| Предложенный текст |
☆ ☆ ☆ ☆ ☆

Но вернемся к представлению египтянина о мире, в котором он жил. Мы попробуем показать его в одной-единственной картине, которая будет верна лишь отчасти. Во-первых, перед нами примерно три тысячелетия обозримой истории со следами частично различимого доисторического развития. На всем протяжении этого отрезка времени происходили постоянные медленные изменения. Во-вторых, древний египтянин не оставил нам ни одной формулировки своих взглядов, которую мы могли бы использовать в качестве основного ядра нашего исследования. Пытаясь выбрать и объединить обрывки идей из разрозненных источников, мы уступаем нашему современному стремлению к единой, завершенной системе. Другими словами, наше современное желание схватить одну-единственную картину — фотографично и статично, в то время как картина древнеегипетской жизни была кинематографична и текуча. Например, мы захотели бы выяснить, покоилось ли небо на столбах, или его поддерживал бог. Египтянин ответил бы: «Да, его поддерживают столбы, или бог, или оно покоится на стенах, или оно — корова, или богиня, чьи руки и ноги касаются земли». Его удовлетворяло любое из этих объяснений, в зависимости от подхода, и ему ничто не мешало мыслить одновременно оба изображения: богиню, чьи руки и ноги касаются земли, и бога, поддерживающего богиню неба. Эта возможность существования точек зрения, взаимно дополняющих друг друга, относится и к другим представлениям. Так что мы выберем одну лишь иллюстрацию, помня, что это — рассказ характерный, но не единственно возможный.

☆ ☆ ☆ ☆ ☆

| Исходные данные |
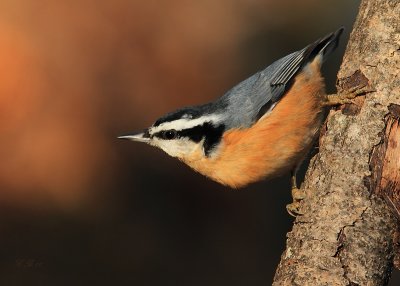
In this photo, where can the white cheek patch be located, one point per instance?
(176, 148)
(185, 123)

☆ ☆ ☆ ☆ ☆

| Задание и требования |
Как в тексте о представлениях египтянина о мире охарактеризовано современное желание получить единую картину и какой названа картина древнеегипетской жизни?

| Ответ |
Современное желание названо фотографичным и статичным, а картина древнеегипетской жизни кинематографичной и текучей.